>>>>>
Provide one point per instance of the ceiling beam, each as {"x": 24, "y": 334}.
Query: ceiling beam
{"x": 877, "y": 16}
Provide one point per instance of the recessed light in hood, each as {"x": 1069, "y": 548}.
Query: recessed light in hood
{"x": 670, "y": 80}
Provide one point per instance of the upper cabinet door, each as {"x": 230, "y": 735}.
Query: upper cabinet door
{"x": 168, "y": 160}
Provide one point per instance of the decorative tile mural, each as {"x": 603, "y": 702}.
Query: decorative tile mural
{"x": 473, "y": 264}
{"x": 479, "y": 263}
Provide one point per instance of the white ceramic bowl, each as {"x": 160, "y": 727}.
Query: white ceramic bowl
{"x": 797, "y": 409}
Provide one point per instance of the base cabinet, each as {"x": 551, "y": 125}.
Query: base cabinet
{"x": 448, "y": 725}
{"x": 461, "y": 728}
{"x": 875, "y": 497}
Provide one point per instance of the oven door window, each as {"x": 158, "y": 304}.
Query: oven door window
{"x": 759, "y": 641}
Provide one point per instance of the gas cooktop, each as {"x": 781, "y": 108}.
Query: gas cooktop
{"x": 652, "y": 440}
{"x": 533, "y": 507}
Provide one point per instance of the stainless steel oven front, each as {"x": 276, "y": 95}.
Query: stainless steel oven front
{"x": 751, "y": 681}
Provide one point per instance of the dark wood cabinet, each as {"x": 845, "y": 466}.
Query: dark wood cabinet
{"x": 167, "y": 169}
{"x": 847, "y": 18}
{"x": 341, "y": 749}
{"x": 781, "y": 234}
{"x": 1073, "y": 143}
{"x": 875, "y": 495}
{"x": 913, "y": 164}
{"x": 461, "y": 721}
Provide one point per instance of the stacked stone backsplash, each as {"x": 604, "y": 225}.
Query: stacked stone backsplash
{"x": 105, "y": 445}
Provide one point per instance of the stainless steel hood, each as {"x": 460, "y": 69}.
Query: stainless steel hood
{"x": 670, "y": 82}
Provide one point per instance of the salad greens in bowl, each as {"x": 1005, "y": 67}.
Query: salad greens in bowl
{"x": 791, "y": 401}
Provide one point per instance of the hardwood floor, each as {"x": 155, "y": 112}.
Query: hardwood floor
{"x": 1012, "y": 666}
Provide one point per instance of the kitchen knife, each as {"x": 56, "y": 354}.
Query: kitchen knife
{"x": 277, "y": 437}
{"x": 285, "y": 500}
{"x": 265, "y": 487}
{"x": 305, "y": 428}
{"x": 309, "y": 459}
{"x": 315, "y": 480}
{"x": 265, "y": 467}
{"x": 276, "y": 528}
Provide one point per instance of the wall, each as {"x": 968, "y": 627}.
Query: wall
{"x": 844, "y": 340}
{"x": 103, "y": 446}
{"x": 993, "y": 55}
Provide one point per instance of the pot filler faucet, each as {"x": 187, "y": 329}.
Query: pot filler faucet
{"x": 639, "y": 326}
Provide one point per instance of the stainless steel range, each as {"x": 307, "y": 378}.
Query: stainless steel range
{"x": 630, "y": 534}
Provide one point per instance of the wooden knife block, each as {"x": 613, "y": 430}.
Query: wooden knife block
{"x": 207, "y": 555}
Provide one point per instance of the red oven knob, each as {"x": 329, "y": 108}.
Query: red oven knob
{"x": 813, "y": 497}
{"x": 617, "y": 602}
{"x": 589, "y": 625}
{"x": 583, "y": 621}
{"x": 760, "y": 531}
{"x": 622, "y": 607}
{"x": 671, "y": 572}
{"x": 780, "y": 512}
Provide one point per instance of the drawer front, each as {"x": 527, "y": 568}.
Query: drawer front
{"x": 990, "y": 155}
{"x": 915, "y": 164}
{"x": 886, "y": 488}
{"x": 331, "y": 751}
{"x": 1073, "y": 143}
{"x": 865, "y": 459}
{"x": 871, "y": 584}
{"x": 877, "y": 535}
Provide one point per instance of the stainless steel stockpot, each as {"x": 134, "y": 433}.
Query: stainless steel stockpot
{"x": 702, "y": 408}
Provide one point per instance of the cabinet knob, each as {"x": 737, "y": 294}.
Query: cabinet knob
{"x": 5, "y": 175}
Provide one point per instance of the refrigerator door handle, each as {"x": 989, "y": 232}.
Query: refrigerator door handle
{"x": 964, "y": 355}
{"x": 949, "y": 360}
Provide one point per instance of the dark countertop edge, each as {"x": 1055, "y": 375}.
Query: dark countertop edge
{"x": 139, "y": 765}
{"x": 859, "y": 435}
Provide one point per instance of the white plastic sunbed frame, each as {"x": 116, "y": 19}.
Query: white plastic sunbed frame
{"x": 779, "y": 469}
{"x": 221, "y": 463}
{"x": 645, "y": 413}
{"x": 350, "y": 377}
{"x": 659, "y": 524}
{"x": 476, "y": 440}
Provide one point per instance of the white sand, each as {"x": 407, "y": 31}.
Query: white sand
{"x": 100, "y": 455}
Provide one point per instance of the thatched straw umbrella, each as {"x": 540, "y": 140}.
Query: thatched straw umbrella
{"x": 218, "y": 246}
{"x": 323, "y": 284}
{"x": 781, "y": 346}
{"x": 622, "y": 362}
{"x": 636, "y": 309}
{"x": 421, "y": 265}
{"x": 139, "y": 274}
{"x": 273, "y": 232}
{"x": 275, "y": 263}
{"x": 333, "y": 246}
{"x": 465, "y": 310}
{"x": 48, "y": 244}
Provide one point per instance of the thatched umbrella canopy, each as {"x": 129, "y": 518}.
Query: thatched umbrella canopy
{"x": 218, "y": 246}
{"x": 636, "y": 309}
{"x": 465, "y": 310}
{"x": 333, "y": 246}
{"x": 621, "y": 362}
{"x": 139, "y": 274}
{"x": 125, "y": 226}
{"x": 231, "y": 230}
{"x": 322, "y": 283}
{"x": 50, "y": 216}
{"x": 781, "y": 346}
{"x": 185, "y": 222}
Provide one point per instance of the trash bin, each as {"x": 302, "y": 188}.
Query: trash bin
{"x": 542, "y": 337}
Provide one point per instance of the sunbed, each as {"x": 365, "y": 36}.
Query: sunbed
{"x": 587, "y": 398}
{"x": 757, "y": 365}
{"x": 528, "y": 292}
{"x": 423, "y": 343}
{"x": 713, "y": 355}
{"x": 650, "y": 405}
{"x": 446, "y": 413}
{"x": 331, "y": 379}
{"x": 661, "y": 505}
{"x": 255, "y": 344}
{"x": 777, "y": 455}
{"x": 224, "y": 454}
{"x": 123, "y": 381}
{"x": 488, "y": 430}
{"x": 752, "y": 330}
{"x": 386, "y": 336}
<<<<<
■ **Requirements**:
Faithfully transcribe the whole of the data.

■ **Exercise solution**:
Provide one point per instance of the ceiling beam, each as {"x": 24, "y": 334}.
Query: ceiling beam
{"x": 877, "y": 16}
Provide one point per instance of the recessed light in hood, each as {"x": 1069, "y": 548}.
Query: recessed light in hood
{"x": 670, "y": 80}
Provide one point per instance of the upper cabinet door, each as {"x": 230, "y": 735}.
Query: upper cabinet door
{"x": 168, "y": 160}
Provide one point per instance of the decorative tile mural, each as {"x": 603, "y": 702}.
Query: decorative tile mural
{"x": 473, "y": 264}
{"x": 479, "y": 263}
Provide one point per instance of the white ceramic bowl, each as {"x": 160, "y": 727}.
Query: white ceramic bowl
{"x": 797, "y": 409}
Provide one point per instance of the base cabinet, each as {"x": 551, "y": 125}.
Query: base cabinet
{"x": 448, "y": 725}
{"x": 461, "y": 728}
{"x": 875, "y": 497}
Provide one point per instance of the oven door window, each as {"x": 158, "y": 304}.
Query: oven door window
{"x": 759, "y": 641}
Provide one point per instance of the gas cooktop, each as {"x": 781, "y": 108}.
Query: gas cooktop
{"x": 652, "y": 440}
{"x": 533, "y": 507}
Provide one point per instance of the stainless steel oven front, each as {"x": 276, "y": 95}.
Query: stainless steel oven front
{"x": 751, "y": 681}
Provide one point per instance of the dark wood cabinet, each as {"x": 845, "y": 466}.
Query: dark wood cabinet
{"x": 167, "y": 169}
{"x": 847, "y": 18}
{"x": 341, "y": 749}
{"x": 781, "y": 234}
{"x": 1073, "y": 143}
{"x": 875, "y": 495}
{"x": 913, "y": 164}
{"x": 461, "y": 721}
Provide one point per instance of the stacked stone backsplash, each as {"x": 604, "y": 225}.
Query: stacked stone backsplash
{"x": 105, "y": 445}
Provide one point per instance of the stainless steel hood, each as {"x": 460, "y": 69}.
Query: stainless steel hood
{"x": 670, "y": 82}
Provide one point per instance of the salad greens in bowl, each as {"x": 1005, "y": 67}.
Query: salad greens in bowl
{"x": 791, "y": 401}
Provide one point per instance of the hardwood floor, each as {"x": 155, "y": 112}.
Query: hardwood floor
{"x": 1012, "y": 666}
Provide one point per instance of the kitchen knife, each as {"x": 56, "y": 354}.
Query: kitchen knife
{"x": 277, "y": 437}
{"x": 285, "y": 500}
{"x": 265, "y": 487}
{"x": 305, "y": 428}
{"x": 309, "y": 459}
{"x": 315, "y": 480}
{"x": 265, "y": 467}
{"x": 276, "y": 528}
Provide one point per instance of the wall, each as {"x": 968, "y": 627}.
Query: wall
{"x": 844, "y": 340}
{"x": 103, "y": 446}
{"x": 993, "y": 55}
Provide one point per instance of the pot filler faucet, each as {"x": 187, "y": 329}.
Query: pot filler faucet
{"x": 639, "y": 326}
Provide one point per instance of the stainless steel range, each as {"x": 307, "y": 378}.
Query: stainless steel range
{"x": 630, "y": 534}
Provide one point per instance of the wooden knife block, each as {"x": 613, "y": 430}.
Query: wooden knife block
{"x": 207, "y": 555}
Provide one point per instance of the red oven knob, each as {"x": 329, "y": 108}.
Query: red oven knob
{"x": 813, "y": 497}
{"x": 617, "y": 602}
{"x": 589, "y": 625}
{"x": 583, "y": 621}
{"x": 760, "y": 531}
{"x": 622, "y": 607}
{"x": 671, "y": 572}
{"x": 780, "y": 512}
Provide one point per instance of the drawer front, each as {"x": 527, "y": 568}.
Query: drawer front
{"x": 990, "y": 155}
{"x": 915, "y": 164}
{"x": 886, "y": 488}
{"x": 331, "y": 751}
{"x": 1073, "y": 143}
{"x": 865, "y": 459}
{"x": 871, "y": 584}
{"x": 877, "y": 535}
Provide one point per instance of the stainless steel stockpot, each as {"x": 134, "y": 433}.
Query: stainless steel stockpot
{"x": 702, "y": 408}
Provide one point per instance of the cabinet knob, each as {"x": 737, "y": 294}.
Query: cabinet knob
{"x": 5, "y": 175}
Provide one point per instance of the refrigerator door handle, each as {"x": 989, "y": 232}.
Query: refrigerator door handle
{"x": 964, "y": 355}
{"x": 949, "y": 360}
Provide one point per instance of the dark countertop edge, each as {"x": 1055, "y": 375}.
Query: dark countertop edge
{"x": 139, "y": 765}
{"x": 859, "y": 435}
Provide one point per instance of the white plastic sunbed frame, each as {"x": 116, "y": 19}.
Query: white plastic sunbed frame
{"x": 779, "y": 469}
{"x": 221, "y": 463}
{"x": 645, "y": 413}
{"x": 350, "y": 377}
{"x": 659, "y": 524}
{"x": 476, "y": 440}
Provide one point per instance of the white sand, each as {"x": 407, "y": 31}.
Query: white sand
{"x": 100, "y": 455}
Provide one point per instance of the thatched straw umbrella, each as {"x": 540, "y": 140}.
Query: thatched straw umbrella
{"x": 218, "y": 246}
{"x": 323, "y": 284}
{"x": 781, "y": 346}
{"x": 622, "y": 362}
{"x": 636, "y": 309}
{"x": 421, "y": 265}
{"x": 139, "y": 274}
{"x": 273, "y": 232}
{"x": 275, "y": 263}
{"x": 333, "y": 246}
{"x": 465, "y": 310}
{"x": 48, "y": 244}
Provide one point per instance of the thatched umbrella canopy, each as {"x": 129, "y": 518}.
Query: thatched umbrella canopy
{"x": 218, "y": 246}
{"x": 636, "y": 309}
{"x": 465, "y": 310}
{"x": 333, "y": 246}
{"x": 621, "y": 362}
{"x": 139, "y": 274}
{"x": 125, "y": 226}
{"x": 231, "y": 230}
{"x": 322, "y": 283}
{"x": 50, "y": 216}
{"x": 781, "y": 346}
{"x": 185, "y": 222}
Provide one point per instance of the trash bin, each as {"x": 302, "y": 188}.
Query: trash bin
{"x": 542, "y": 337}
Provide one point per instance of the sunbed, each as {"x": 365, "y": 36}.
Query: sunbed
{"x": 587, "y": 398}
{"x": 757, "y": 365}
{"x": 528, "y": 292}
{"x": 423, "y": 343}
{"x": 713, "y": 355}
{"x": 650, "y": 405}
{"x": 446, "y": 413}
{"x": 331, "y": 379}
{"x": 661, "y": 505}
{"x": 255, "y": 344}
{"x": 777, "y": 455}
{"x": 224, "y": 454}
{"x": 123, "y": 381}
{"x": 488, "y": 430}
{"x": 752, "y": 330}
{"x": 386, "y": 336}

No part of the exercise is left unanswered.